Reproduce only the lines running from the line that contains "of the man's" through the end of the items, both ends included and requests included. Multiply every point coordinate in the answers by 2.1 and round each result to a whole number, with halves rounded up.
━━━━━ Information supplied
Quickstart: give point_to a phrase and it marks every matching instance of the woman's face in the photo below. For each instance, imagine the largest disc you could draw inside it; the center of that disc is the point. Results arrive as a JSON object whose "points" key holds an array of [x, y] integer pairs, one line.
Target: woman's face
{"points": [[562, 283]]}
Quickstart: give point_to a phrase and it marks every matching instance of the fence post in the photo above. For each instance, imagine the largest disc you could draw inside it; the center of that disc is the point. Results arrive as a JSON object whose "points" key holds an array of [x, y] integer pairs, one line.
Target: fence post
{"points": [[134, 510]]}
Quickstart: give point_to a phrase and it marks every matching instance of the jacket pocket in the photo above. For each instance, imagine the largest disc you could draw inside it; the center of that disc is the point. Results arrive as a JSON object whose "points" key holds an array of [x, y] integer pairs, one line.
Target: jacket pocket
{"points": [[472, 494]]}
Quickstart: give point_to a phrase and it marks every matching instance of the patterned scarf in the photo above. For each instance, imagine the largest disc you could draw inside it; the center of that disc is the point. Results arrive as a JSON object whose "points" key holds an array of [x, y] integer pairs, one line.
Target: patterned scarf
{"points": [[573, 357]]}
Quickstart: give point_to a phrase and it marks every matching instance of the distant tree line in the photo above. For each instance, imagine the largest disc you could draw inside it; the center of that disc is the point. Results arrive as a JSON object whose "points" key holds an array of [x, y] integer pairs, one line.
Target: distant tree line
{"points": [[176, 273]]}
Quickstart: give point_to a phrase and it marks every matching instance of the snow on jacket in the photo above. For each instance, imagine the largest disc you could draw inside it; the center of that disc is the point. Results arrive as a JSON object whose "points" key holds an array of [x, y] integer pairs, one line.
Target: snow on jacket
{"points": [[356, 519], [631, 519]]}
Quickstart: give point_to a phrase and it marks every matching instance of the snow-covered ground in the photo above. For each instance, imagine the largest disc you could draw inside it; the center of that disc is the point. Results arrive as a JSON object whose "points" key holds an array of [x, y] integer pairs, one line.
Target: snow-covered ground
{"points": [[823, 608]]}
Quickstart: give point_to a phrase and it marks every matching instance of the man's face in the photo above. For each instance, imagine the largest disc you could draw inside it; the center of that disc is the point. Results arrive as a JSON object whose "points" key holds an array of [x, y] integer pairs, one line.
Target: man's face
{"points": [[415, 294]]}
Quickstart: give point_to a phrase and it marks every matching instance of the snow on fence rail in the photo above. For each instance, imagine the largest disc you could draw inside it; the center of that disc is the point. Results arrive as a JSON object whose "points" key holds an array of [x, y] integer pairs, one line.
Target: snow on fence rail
━━━━━━━━━━
Response to the exercise —
Quickstart: give point_to a phrase and it marks every matching instance of the man's face in the photo above. For each instance, imagine the largest disc you could draw inside it; the center of that disc is the point. Results arrive as a JSON object whose "points" key holds an array of [x, y] integer pairs, one line.
Target: man's face
{"points": [[872, 617]]}
Quickstart: give point_to a phrase and it marks every matching instance of the snow on fence rail in the photo above. For each instance, imagine the largest disc you could draw inside it; the center of that disc is the point. Results arrive as a JSON object whose "points" key holds an array of [x, y] integer pairs, one line.
Target: snow on fence rail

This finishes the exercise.